### What is expected
Copy the entries below word for word, from the line that contains "Locate every instance of the id" through the last line of the entries.

#####

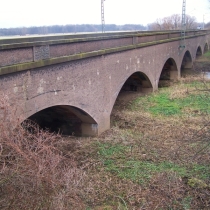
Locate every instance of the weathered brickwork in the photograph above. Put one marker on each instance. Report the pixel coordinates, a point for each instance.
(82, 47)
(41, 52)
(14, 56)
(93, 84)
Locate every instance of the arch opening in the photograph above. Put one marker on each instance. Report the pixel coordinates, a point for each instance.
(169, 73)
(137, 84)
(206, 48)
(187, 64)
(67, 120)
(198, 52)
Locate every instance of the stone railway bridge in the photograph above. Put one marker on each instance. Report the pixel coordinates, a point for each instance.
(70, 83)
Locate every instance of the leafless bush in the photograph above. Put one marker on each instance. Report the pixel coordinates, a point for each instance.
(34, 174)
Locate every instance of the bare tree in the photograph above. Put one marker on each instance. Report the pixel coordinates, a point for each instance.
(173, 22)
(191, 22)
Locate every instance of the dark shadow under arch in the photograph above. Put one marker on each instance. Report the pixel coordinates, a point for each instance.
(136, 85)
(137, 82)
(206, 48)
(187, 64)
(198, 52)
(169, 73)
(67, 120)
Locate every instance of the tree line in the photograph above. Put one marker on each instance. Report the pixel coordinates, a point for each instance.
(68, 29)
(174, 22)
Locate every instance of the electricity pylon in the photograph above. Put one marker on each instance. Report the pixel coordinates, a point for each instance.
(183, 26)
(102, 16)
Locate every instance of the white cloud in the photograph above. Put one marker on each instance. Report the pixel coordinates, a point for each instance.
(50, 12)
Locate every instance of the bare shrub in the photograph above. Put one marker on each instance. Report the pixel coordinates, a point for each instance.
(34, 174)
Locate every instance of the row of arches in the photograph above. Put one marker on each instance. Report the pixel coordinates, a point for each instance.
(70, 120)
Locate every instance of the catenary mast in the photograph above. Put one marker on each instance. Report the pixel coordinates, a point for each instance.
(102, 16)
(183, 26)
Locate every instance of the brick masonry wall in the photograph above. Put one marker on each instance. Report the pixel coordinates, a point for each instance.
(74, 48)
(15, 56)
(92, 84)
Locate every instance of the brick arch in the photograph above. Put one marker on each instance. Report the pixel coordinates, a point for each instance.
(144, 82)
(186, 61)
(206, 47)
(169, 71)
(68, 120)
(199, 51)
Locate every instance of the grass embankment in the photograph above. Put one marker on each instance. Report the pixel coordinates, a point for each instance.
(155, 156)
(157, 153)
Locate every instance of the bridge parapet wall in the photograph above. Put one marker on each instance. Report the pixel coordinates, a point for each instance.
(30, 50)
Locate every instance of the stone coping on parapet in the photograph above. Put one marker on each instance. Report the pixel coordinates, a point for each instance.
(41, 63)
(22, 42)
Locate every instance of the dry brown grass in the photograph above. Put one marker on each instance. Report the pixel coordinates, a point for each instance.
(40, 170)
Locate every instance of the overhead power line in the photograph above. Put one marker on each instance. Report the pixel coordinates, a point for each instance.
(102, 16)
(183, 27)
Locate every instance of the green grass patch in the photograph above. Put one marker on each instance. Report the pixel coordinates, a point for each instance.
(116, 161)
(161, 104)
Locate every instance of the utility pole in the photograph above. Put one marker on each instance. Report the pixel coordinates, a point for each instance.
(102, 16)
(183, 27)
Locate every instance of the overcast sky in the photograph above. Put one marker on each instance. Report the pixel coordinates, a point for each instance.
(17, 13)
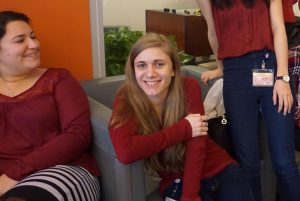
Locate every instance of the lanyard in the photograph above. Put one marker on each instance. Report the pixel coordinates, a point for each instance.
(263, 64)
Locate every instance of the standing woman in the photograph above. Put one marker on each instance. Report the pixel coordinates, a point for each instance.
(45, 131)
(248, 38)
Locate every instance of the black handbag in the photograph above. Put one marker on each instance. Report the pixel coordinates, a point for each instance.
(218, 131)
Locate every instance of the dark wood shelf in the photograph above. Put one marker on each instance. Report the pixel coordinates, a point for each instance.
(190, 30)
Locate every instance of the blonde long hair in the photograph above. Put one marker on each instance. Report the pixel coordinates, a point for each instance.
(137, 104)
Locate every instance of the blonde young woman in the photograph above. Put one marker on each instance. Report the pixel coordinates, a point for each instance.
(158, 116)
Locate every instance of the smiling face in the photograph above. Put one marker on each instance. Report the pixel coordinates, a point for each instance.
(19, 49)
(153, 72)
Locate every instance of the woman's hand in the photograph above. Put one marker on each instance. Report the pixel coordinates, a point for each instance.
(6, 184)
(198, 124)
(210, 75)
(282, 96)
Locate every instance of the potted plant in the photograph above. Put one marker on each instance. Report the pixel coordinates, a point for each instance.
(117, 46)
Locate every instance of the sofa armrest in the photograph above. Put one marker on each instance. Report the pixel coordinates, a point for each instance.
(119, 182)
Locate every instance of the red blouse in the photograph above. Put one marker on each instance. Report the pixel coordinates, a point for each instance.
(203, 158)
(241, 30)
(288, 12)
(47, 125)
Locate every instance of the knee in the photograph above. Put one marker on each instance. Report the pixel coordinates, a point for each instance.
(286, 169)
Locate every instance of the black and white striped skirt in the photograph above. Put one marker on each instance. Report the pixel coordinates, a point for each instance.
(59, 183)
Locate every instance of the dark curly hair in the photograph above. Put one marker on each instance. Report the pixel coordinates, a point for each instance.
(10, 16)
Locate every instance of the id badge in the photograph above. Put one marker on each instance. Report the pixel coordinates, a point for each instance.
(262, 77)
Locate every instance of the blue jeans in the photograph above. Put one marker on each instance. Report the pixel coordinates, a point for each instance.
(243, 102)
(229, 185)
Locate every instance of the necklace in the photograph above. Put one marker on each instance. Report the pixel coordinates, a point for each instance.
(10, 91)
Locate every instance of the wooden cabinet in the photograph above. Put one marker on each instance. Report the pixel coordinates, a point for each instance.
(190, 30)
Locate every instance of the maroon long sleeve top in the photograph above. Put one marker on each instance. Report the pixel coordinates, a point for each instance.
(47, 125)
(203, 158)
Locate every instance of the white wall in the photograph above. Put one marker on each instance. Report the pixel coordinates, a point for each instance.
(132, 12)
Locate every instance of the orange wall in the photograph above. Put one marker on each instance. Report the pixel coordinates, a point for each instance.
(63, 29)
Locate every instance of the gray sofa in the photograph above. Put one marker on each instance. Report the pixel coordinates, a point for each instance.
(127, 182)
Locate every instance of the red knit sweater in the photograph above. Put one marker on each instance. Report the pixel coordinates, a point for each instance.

#####

### Answer for the task
Locate every instance of the id badge in the photograph above. Put one marker on each instance. Report the pixel coordinates, a point for each instance.
(262, 77)
Locate every instance of the blue jeans in the photograph above. Put one marker on each instance. Report the pixel coordinates, a point for each instance.
(243, 102)
(229, 185)
Locate every instance of the necklace in the photograph above. Put one marker on each instance. Report the pixel coordinates, a point for each instance.
(10, 91)
Locate every instance of the wooden cabinet in the photograph above. Put one marker on each instance. Report the pixel coordinates, a point for each instance.
(190, 30)
Locate every instance of the maroon long sleeve top in the photograph above. Put one marker on each instance. Report the pixel coordinates, a point for each instance.
(47, 125)
(203, 158)
Locate every instance of the white wall in the photograph above. Put one marker on each instance. Report the pixel coordinates, a point for each instance.
(132, 12)
Locate every instance of the orange wall in the photograph above. Put one marker on each instance. Report the pixel coordinates, a point for each instance.
(63, 29)
Locate every instance of the gray sofa in the photograph above. Put one marker on each instance. Report the pixel coordinates, a point for each instance.
(127, 182)
Locate every instance of the red knit sweater in the photograph above. Put one marker on each instance. Report the pixel coordinates, a point for each instance.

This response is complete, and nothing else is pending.